A fellow Gen-X blogger, Solo Gen X Warrior, has written a pretty gut-wrenching post, The Despair of White American Gen-X and the 2016 Election. I wanted to pass along the link, and encourage everyone to share it on social media.
The post highlights some of the grim realities of many Gen-Xers whose American dreams have passed them by. I covered some of this in a 2015 post, Why Are Gen X Men Dying? This problem, which one economist likened to a plane that had already crashed, has received relatively little news coverage.
Excerpt: The Despair of Opioid Addiction, Poverty
I am saddened to see many in my generation most brutally hit by opioid addiction, living in stagnant poverty in the depressed rural job markets of former coal mining districts and auto industries in the rust belt of America. In the 1980s, the Hispanic and Black communities had higher death rates, but began to lessen in 1995, compared with whites, according to a more recent Washington Post article that states “The things that reduce the risk of death are now being overwhelmed by things that elevate it, including opioid abuse, heavy drinking, smoking and other self-destructive behaviors.”

* _DATASET CONTENT_:
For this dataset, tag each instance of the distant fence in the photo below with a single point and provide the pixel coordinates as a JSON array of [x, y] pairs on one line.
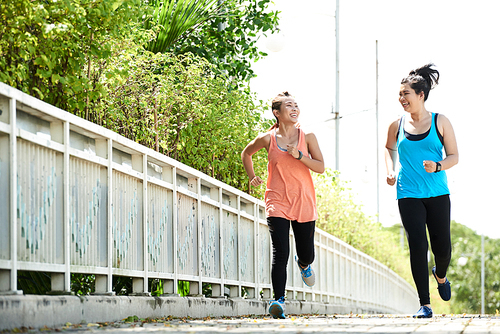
[[78, 198]]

* _EXERCISE OBJECTIVE_: Reproduce, word for word, everything in the blog post about Gen-X despair from "A fellow Gen-X" down to "on social media.".

* _SOLUTION TO THIS EXERCISE_:
A fellow Gen-X blogger, Solo Gen X Warrior, has written a pretty gut-wrenching post, The Despair of White American Gen-X and the 2016 Election. I wanted to pass along the link, and encourage everyone to share it on social media.